**WHAT YOU HAVE TO DO**: Once the line containing "In this exercise you will mark the closed" is found, retype it and each line after it through the last entry below, word for word, and nothing else.
- - -
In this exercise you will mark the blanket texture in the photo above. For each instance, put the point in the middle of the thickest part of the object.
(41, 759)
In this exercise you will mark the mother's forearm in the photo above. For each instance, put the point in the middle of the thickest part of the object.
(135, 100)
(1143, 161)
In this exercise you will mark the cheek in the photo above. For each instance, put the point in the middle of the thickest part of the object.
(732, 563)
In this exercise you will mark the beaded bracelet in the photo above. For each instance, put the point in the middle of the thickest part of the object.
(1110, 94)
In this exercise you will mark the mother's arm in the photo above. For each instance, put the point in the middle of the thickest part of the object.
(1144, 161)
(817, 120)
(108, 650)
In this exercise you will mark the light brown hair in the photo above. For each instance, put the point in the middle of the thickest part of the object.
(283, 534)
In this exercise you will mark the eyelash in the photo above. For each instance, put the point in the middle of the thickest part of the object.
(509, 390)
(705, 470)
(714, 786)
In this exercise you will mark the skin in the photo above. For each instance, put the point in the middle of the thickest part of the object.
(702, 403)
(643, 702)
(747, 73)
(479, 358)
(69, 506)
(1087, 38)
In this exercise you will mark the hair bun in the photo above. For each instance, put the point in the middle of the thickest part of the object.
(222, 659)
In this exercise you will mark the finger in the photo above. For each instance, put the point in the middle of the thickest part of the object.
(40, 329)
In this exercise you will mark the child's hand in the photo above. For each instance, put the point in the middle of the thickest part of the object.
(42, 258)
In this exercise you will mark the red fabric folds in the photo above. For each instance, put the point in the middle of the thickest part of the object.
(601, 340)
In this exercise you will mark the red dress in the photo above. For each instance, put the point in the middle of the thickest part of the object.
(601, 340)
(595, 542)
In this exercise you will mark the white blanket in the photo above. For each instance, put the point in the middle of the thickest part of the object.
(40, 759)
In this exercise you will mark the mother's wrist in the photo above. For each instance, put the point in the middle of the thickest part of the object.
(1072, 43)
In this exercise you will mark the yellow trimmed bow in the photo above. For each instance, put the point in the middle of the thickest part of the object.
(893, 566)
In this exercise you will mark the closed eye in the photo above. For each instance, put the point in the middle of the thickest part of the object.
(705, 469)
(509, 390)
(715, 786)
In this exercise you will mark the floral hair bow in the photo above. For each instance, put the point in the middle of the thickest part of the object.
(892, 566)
- - -
**ANSWER FOR THIS EXERCISE**:
In this exercise you will mark the closed eye in the photo above. For each instance, put the point in the middle of the thickest part of the object.
(705, 469)
(509, 390)
(715, 786)
In this exercise you will mark the floral hair bow in the photo above. For each instance, put the point in the middle of the thickest part of the object.
(892, 566)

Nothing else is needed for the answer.